Required action: Nothing below is to be printed except the lines between the line holding "Every instance of the white window" and the line holding "Every instance of the refrigerator lower", inclusive, each exactly as it appears.

Supplied entries:
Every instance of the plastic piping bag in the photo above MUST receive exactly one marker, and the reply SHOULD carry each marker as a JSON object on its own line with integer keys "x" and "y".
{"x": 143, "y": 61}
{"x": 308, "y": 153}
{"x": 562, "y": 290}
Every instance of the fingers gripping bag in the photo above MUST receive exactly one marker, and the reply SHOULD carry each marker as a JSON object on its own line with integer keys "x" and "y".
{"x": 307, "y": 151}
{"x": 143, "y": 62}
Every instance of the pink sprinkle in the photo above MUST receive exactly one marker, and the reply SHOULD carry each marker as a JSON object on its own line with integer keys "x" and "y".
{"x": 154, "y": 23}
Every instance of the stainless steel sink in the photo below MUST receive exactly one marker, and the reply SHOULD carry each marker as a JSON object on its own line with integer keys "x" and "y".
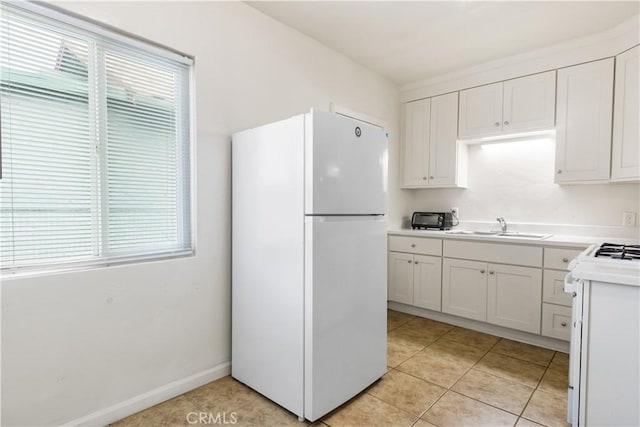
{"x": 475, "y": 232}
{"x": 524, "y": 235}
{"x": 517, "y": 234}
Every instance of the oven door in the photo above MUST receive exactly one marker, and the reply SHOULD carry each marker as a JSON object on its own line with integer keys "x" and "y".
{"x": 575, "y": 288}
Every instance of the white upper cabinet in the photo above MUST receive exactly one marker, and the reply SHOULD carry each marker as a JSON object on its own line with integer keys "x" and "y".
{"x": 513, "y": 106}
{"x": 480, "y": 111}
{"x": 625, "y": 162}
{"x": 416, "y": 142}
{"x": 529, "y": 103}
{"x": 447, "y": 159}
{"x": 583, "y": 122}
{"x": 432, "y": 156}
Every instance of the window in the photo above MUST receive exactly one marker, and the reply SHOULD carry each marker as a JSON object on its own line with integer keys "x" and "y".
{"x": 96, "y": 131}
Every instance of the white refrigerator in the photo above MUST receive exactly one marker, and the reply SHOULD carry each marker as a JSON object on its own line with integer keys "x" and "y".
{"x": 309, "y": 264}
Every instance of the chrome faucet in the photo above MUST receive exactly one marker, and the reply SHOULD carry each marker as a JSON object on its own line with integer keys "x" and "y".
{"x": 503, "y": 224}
* * *
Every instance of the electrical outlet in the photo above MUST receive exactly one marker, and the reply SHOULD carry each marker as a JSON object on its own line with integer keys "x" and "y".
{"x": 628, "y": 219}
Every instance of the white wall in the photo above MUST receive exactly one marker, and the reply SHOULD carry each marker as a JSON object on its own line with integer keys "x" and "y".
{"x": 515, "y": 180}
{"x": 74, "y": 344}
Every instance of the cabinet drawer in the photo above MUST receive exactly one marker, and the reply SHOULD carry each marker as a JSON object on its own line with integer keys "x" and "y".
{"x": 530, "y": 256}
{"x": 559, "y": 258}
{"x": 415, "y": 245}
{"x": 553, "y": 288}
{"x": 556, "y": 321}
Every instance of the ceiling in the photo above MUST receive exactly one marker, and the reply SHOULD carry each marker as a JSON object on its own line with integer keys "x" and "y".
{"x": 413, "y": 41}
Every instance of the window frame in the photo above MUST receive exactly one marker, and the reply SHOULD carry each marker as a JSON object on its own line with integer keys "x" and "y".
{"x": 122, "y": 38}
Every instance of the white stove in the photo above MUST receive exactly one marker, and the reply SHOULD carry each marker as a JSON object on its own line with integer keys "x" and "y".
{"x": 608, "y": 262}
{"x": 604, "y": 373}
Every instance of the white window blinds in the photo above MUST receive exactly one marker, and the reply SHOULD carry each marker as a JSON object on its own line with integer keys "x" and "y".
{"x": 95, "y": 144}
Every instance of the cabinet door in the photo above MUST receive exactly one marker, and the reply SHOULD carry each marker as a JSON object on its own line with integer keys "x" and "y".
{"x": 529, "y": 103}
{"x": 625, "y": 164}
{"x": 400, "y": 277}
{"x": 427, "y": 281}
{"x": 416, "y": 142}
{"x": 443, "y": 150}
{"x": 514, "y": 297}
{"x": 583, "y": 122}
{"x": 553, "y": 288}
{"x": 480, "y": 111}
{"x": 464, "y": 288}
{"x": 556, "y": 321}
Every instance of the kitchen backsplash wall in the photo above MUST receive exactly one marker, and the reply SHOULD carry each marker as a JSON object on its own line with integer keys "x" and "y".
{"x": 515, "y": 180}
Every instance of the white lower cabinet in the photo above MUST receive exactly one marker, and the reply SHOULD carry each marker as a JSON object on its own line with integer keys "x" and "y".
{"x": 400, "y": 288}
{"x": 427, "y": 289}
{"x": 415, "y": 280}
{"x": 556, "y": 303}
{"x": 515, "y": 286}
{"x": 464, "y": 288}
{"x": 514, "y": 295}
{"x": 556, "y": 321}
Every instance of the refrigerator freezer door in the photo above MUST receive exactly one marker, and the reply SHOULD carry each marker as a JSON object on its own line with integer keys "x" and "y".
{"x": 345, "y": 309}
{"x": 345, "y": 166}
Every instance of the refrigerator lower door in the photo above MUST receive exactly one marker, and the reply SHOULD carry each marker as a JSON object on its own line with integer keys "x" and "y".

Response box:
Every instance of the white window blinds in the photo above MUST receive exactly one marker, and the reply SHOULD carry each marker as a JSON object on its own line with integer keys "x" and "y".
{"x": 95, "y": 144}
Every instance of the cabinet door in the photo above MUST receive exactly one marker, and the reply SHOULD carry each marker as a JSON object on its own line with integer keys "x" and "y".
{"x": 529, "y": 103}
{"x": 625, "y": 164}
{"x": 400, "y": 277}
{"x": 427, "y": 281}
{"x": 416, "y": 142}
{"x": 443, "y": 150}
{"x": 514, "y": 297}
{"x": 583, "y": 122}
{"x": 553, "y": 288}
{"x": 480, "y": 111}
{"x": 464, "y": 288}
{"x": 556, "y": 321}
Every instance of the kitchen backsplash wall in the photo above MUST receive exactly one marker, and the reply SHOULD carry each marker as a JSON object on its own line with integer keys "x" and "y".
{"x": 515, "y": 180}
Every instance of the white lower cabinet in the photo above MUST receive exactly one marker, and the reply SHOULD carry each marker as a JSON object on its own line with integer keys "x" and "y".
{"x": 400, "y": 288}
{"x": 427, "y": 289}
{"x": 415, "y": 280}
{"x": 556, "y": 303}
{"x": 515, "y": 286}
{"x": 464, "y": 288}
{"x": 514, "y": 295}
{"x": 556, "y": 321}
Every instance of the refrigerator freezer door in the photo above MUST receive exactly one marker, and the reply SHOULD carry each marker as a JSON object on its own line with integer keys "x" and "y".
{"x": 345, "y": 309}
{"x": 345, "y": 166}
Every instance of the refrigerator lower door in the photo above MUST receive exactly one marker, and the reply SHOULD carry each marker as a JSON object on its own line with integer keys "x" and "y".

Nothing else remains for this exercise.